▶ **WHAT THE EXERCISE ASKS**
Return every one of the entries below verbatim, keeping each line unchanged.
— start INPUT RECORDS —
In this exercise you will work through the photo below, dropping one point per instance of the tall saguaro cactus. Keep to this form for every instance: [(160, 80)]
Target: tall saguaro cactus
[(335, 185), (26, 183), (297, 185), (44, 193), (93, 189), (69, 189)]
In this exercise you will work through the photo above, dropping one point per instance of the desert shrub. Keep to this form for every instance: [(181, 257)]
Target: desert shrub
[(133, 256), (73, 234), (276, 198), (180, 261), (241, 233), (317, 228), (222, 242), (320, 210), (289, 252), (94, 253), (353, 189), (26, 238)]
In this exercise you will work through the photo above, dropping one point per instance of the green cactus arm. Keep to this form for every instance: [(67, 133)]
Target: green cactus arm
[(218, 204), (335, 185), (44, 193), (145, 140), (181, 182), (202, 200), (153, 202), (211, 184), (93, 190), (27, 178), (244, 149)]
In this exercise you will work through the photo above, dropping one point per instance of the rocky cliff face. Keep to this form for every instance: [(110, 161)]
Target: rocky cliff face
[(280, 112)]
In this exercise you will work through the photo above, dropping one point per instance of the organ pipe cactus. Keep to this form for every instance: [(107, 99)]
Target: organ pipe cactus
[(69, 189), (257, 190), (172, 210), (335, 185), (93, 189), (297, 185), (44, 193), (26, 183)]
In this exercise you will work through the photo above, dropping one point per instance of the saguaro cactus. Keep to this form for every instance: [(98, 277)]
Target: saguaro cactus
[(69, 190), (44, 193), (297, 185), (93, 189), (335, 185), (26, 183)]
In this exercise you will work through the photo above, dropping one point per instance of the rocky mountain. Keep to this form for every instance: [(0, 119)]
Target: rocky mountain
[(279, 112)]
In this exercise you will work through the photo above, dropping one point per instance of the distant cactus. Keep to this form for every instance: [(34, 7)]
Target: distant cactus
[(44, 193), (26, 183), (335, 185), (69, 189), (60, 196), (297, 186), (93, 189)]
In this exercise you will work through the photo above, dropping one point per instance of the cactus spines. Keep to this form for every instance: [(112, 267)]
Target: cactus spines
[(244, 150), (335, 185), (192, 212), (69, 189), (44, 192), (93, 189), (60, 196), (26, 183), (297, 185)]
— end INPUT RECORDS —
▶ **SOLUTION TO THE EXERCISE**
In this exercise you will work through the photo below, dropping one point per instance of the tall saguaro cactus. Keep to this form for every instance: [(160, 80)]
Target: tall saguaro cactus
[(335, 185), (26, 183), (297, 185), (44, 193), (93, 189), (69, 189)]
In this exercise you will work through the photo above, dropping one point per instance of the desert shrub. Keep to this form for every instance: [(181, 257)]
Target: desert shrub
[(133, 256), (73, 234), (276, 198), (180, 261), (241, 233), (317, 228), (222, 242), (320, 210), (289, 252), (94, 253), (353, 189), (26, 238)]
In this exercise you will work through the photo above, dropping one point per instance of the green cactus arm. Keep to this form for every instance: [(67, 133)]
Target: green cactus arm
[(218, 204), (335, 185), (44, 193), (145, 140), (181, 182), (202, 200), (153, 202), (211, 184), (93, 190), (27, 178), (244, 149)]
In this exercise you will work through the photo above, dropping one point per instance of the rocky cliff face. Keep to this form for every instance: [(110, 161)]
Target: rocky cliff face
[(280, 112)]
In this exercise you will work through the photo above, dropping one point per instance of the organ pipe cactus. Keep to this form for every instance: [(107, 99)]
Target: organ pipe cactus
[(69, 189), (257, 190), (172, 210), (335, 185), (93, 189), (297, 185), (44, 193), (26, 183)]
In this exercise you will work through the photo above, dropping one point per instance of the saguaro cactus. Keep to this form for every instance: [(98, 277)]
Target: saguaro cactus
[(69, 190), (44, 193), (297, 185), (93, 189), (335, 185), (26, 183)]
In this exercise you will work through the photo above, dropping one point per instance of the rocky mountain. Keep to this form for every instance: [(0, 119)]
Target: rocky mountain
[(279, 112)]
In this exercise you will work through the photo above, dropping one point per instance of the distant cactus. Keep to this form for every instance: [(34, 7)]
Target: distant cactus
[(44, 193), (26, 183), (335, 185), (69, 189), (60, 196), (297, 186), (93, 189)]
In this exercise you will work through the photo above, dropping one point per instance of the cactus spines. Keep to this form for every instance: [(112, 267)]
Target: cactus spines
[(244, 150), (335, 185), (192, 212), (69, 189), (44, 192), (93, 189), (60, 196), (26, 183), (297, 185)]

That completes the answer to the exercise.